◆ The exercise:
Show every line of the material that contains the string "armrest".

[Records in a dataset]
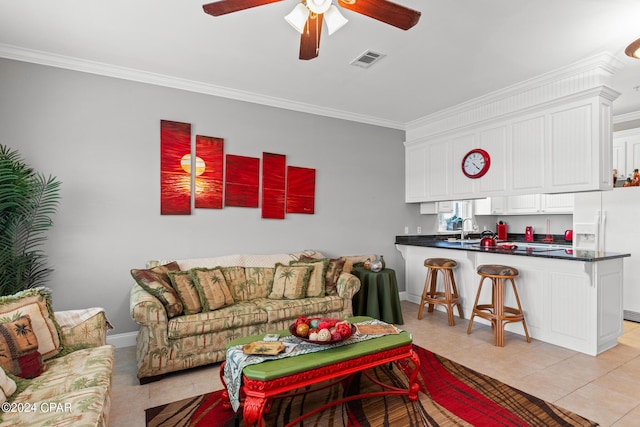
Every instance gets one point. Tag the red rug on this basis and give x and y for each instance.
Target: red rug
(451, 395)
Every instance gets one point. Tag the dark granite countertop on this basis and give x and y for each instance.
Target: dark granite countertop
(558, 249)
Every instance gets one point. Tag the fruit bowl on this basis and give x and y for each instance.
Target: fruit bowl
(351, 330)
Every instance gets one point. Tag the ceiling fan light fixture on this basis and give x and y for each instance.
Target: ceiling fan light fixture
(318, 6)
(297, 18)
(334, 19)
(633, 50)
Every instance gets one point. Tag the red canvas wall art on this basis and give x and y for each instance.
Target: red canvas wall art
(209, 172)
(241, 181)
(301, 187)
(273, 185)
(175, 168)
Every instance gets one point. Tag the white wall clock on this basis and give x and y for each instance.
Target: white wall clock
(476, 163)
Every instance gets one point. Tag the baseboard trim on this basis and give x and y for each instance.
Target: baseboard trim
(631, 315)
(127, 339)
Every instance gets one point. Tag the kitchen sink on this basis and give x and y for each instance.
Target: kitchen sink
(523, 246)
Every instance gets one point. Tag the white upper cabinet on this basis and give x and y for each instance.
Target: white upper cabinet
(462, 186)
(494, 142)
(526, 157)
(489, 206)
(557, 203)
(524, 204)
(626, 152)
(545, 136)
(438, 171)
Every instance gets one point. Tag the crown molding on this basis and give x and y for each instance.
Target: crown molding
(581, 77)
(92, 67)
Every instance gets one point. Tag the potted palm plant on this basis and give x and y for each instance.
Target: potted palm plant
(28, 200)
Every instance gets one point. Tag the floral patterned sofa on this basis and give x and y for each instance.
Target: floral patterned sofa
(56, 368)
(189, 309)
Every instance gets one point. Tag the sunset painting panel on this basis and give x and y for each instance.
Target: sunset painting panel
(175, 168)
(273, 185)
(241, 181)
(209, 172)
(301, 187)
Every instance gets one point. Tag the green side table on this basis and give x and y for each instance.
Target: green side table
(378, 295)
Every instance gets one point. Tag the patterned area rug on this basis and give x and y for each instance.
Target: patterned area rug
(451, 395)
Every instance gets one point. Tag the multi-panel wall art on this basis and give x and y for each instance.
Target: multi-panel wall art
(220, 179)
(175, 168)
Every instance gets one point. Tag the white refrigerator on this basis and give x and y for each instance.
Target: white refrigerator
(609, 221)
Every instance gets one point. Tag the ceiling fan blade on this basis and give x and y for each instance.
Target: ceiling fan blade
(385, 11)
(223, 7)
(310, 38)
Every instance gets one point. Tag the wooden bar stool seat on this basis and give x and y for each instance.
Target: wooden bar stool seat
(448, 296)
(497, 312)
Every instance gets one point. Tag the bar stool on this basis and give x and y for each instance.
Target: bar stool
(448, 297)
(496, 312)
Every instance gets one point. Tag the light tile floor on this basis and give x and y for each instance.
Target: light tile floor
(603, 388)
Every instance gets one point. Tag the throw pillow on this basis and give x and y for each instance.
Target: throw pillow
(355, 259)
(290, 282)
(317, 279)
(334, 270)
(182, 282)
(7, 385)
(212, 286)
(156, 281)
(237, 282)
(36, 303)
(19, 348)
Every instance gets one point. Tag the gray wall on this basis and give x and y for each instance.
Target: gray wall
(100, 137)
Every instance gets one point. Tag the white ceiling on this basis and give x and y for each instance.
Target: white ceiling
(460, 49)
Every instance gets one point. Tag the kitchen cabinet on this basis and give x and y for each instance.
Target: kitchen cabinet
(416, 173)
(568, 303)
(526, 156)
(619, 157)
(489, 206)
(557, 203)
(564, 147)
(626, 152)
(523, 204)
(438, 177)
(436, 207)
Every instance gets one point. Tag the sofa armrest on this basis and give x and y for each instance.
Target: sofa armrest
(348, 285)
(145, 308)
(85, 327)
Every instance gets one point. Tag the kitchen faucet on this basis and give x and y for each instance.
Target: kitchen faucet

---

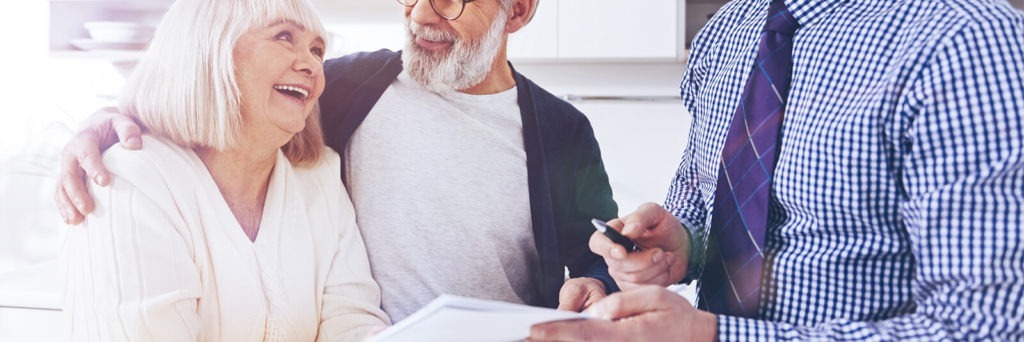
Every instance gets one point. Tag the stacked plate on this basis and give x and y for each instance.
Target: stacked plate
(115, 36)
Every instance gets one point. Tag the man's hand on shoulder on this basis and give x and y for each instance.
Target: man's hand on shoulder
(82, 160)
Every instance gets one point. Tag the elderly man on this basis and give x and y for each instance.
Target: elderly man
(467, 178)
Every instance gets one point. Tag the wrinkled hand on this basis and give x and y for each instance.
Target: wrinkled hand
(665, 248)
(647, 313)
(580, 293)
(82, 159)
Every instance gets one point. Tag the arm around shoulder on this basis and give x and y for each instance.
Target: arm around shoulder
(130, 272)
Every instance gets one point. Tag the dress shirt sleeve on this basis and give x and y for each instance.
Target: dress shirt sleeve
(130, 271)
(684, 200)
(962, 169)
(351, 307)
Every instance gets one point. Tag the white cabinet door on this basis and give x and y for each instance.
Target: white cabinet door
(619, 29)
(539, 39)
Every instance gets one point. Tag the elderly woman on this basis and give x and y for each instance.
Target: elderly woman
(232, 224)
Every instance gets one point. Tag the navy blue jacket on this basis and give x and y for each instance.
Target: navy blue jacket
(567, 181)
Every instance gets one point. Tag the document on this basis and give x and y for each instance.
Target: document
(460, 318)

◆ Response to the task:
Every instance gets one point. Tag the sofa armrest on this basis and give x and y for each instance.
Target: sofa armrest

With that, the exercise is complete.